# TEXT BLOCK:
* * *

A millennial Republican congressman, and one of President Donald Trump’s closest allies on Capitol Hill, is hitting back at White House counselor Kellyanne Conway’s concerns about marijuana legalization.
“I have worked to be a positive influence with the President on marijuana reform. To my friend, Kellyanne Conway, I would say, “OK, boomer,'” Rep. Matt Gaetz, 37, said in an interview with CNN on Saturday, using a viral social media phrase that millennials and Generation Z say to respond to older people they view as out of touch.
The Florida Republican argued that the issue of legalizing marijuana is “largely generational” rather than partisan. His support of legalizing marijuana nationwide is a rare break from the policy stances of the Trump administration.
Conway, the counselor to the President, 52 and a Generation Xer, told CNN in April, “We’re very concerned about the effect (of marijuana) on the brain, among young people.”
Asked at the time about marijuana as an alternative to opioids, Conway replied: “For all the folks who talk about the benefits and the legality of marijuana, there are many health professionals and employers increasingly concerned that this is not your grandfather or your father’s marijuana. The TCH components are much stronger…We just can’t say it’s all good for all people at this moment.”
On Saturday, Gaetz said Conway has a “very boomer approach to marijuana” and corrected Conway for saying “TCH” instead of “THC,” the psychoactive substance within cannabis.
“I think her reflection shows a real ignorance to the science demonstrating that in states where there are marijuana programs, you see a reduction in schedule 1 drug recommendations. You also see a reduction in the types of overdoses that are crippling our country and hollowing out America,” Gaetz told CNN.
CNN has reached out to Conway for comment.
Nearly a dozen states have legalized recreational marijuana use and others have decriminalized the drug, but it remains illegal under federal law.
Gaetz argued Saturday that “federal prohibition against marijuana has not worked.”
“It has impaired research and it has stopped our states from being able to unlock cures,” he said, adding that current federal policy “functions as a wet blanket over the innovation and investment that could allow marijuana to improve people’s lives around the country.”
On Wednesday, the House Judiciary Committee voted 24-10 to pass a bill out of committee that would decriminalize marijuana on the federal level. Gaetz — who is a co-sponsor of that bill, The MORE Act — and Rep. Tom McClintock of California were the only Republicans on the panel to vote with their Democratic colleagues in support of the legislation.
The proposal, introduced by House Judiciary Committee Chairman Jerry Nadler over the summer, aims to rebuild communities disproportionately affected by the war on drugs and would allow the re-sentencing and expungement of certain past and pending marijuana-related convictions related to marijuana use. Other congressional committees are still slated to review the legislation.
Trump has been supportive of medical marijuana, but said at the CPAC convention in February 2015 that legalizing recreational marijuana was “bad” and that he felt “strongly about that.” Later that year, Trump suggested the issue should be decided by individual states and not by the federal government.
Trump’s former Attorney General Jeff Sessions took a tougher stance against marijuana legalization during his time in the administration, rescinding Obama-era guidance that had adopted a policy of non-interference with marijuana-friendly state laws. Still, Trump said at the time that he supportedlegislative efforts to protect states that have legalized marijuana.

* * *

# ENTRIES PROVIDED:

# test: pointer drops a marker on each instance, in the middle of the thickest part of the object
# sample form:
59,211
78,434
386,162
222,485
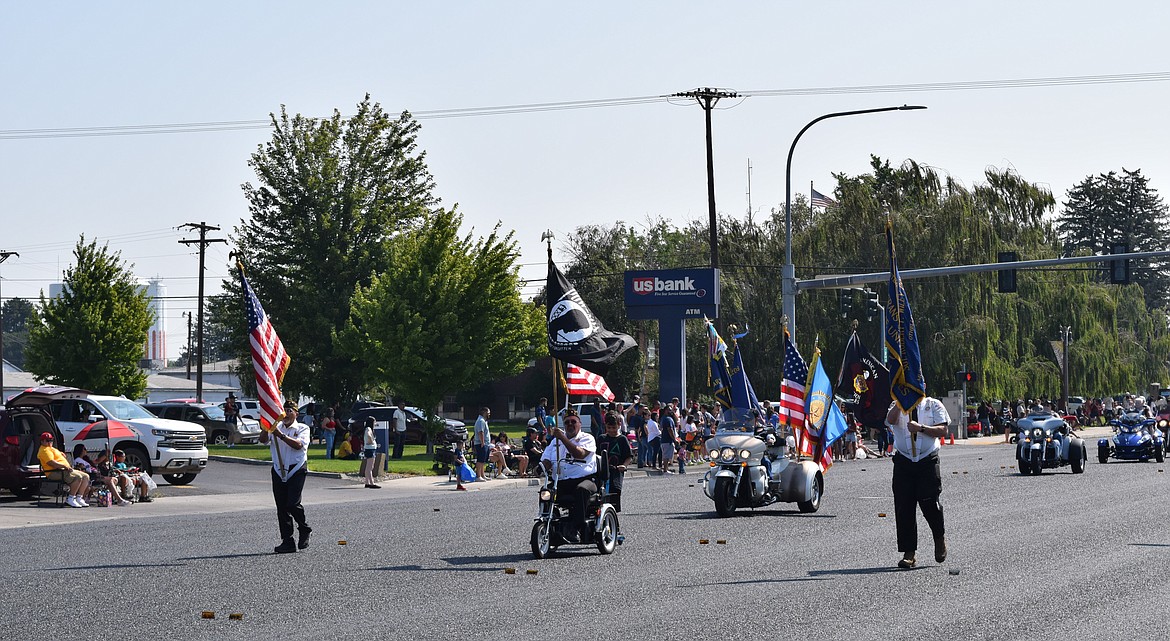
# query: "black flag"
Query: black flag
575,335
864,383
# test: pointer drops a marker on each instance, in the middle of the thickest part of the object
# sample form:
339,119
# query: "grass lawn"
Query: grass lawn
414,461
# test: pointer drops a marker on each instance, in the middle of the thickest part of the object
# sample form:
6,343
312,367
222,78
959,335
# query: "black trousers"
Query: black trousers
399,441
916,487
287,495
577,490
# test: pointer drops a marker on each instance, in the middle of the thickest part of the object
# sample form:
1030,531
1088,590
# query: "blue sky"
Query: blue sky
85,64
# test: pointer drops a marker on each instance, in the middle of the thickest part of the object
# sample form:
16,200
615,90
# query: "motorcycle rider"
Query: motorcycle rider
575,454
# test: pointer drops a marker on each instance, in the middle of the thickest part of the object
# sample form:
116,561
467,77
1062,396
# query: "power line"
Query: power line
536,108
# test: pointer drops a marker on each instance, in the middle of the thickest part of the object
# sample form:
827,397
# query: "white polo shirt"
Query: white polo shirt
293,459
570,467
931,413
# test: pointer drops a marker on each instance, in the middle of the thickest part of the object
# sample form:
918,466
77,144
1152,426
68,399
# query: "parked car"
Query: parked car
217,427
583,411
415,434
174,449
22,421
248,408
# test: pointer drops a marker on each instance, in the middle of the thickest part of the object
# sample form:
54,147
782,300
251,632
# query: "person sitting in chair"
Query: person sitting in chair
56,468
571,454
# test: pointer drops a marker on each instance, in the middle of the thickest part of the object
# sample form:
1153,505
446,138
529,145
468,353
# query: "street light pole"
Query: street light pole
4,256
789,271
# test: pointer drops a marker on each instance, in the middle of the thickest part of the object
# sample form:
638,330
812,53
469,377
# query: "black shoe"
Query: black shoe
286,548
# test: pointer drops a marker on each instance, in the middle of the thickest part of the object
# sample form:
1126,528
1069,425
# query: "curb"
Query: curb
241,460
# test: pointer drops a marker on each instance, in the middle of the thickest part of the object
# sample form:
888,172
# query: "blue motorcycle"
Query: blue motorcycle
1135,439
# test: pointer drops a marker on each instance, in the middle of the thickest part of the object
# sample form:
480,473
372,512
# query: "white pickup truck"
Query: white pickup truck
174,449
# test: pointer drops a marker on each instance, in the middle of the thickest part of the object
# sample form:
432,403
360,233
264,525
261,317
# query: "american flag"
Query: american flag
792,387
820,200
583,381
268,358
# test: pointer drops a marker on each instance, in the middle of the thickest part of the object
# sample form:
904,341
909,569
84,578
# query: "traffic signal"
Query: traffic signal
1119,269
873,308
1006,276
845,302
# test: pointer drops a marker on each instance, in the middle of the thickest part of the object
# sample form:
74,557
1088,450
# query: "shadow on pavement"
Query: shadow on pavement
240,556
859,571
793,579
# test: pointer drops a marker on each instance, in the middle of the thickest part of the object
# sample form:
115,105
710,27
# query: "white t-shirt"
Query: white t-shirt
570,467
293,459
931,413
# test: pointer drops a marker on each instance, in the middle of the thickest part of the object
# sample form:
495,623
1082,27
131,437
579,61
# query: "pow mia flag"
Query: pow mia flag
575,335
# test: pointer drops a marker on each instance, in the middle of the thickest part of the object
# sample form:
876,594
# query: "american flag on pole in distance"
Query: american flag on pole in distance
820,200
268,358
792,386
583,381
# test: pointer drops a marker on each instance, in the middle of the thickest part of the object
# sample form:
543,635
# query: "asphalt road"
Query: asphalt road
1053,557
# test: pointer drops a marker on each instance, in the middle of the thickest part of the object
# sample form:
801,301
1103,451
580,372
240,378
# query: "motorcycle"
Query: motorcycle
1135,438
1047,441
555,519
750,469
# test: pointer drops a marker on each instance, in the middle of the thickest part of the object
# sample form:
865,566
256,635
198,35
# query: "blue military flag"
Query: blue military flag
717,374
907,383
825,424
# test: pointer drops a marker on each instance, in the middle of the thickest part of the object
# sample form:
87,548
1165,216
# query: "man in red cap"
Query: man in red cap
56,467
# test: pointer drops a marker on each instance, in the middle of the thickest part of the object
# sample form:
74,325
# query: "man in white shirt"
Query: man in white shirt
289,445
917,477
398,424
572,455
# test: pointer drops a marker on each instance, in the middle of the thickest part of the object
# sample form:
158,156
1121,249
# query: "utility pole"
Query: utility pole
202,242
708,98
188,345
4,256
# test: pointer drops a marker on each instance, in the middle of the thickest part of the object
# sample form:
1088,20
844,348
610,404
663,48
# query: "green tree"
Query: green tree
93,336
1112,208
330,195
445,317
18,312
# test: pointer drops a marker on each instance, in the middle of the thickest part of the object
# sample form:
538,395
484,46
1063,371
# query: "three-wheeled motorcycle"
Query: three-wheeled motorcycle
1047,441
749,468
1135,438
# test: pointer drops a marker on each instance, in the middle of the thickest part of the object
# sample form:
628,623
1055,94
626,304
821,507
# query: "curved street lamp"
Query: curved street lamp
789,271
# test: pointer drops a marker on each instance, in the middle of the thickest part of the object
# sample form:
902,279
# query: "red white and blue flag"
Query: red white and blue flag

* * *

# EXERCISES TO COMPLETE:
#1 Reproduce the portion of the marijuana article that begins with the words containing "On Saturday, Gaetz" and ends with "Gaetz told CNN.".
#2 In the marijuana article, what was the House Judiciary Committee's vote on the bill to decriminalize marijuana at the federal level?
Answer from the marijuana article only, not from the records.

# EXPECTED OUTPUTS:
#1
On Saturday, Gaetz said Conway has a “very boomer approach to marijuana” and corrected Conway for saying “TCH” instead of “THC,” the psychoactive substance within cannabis.
“I think her reflection shows a real ignorance to the science demonstrating that in states where there are marijuana programs, you see a reduction in schedule 1 drug recommendations. You also see a reduction in the types of overdoses that are crippling our country and hollowing out America,” Gaetz told CNN.

#2 24-10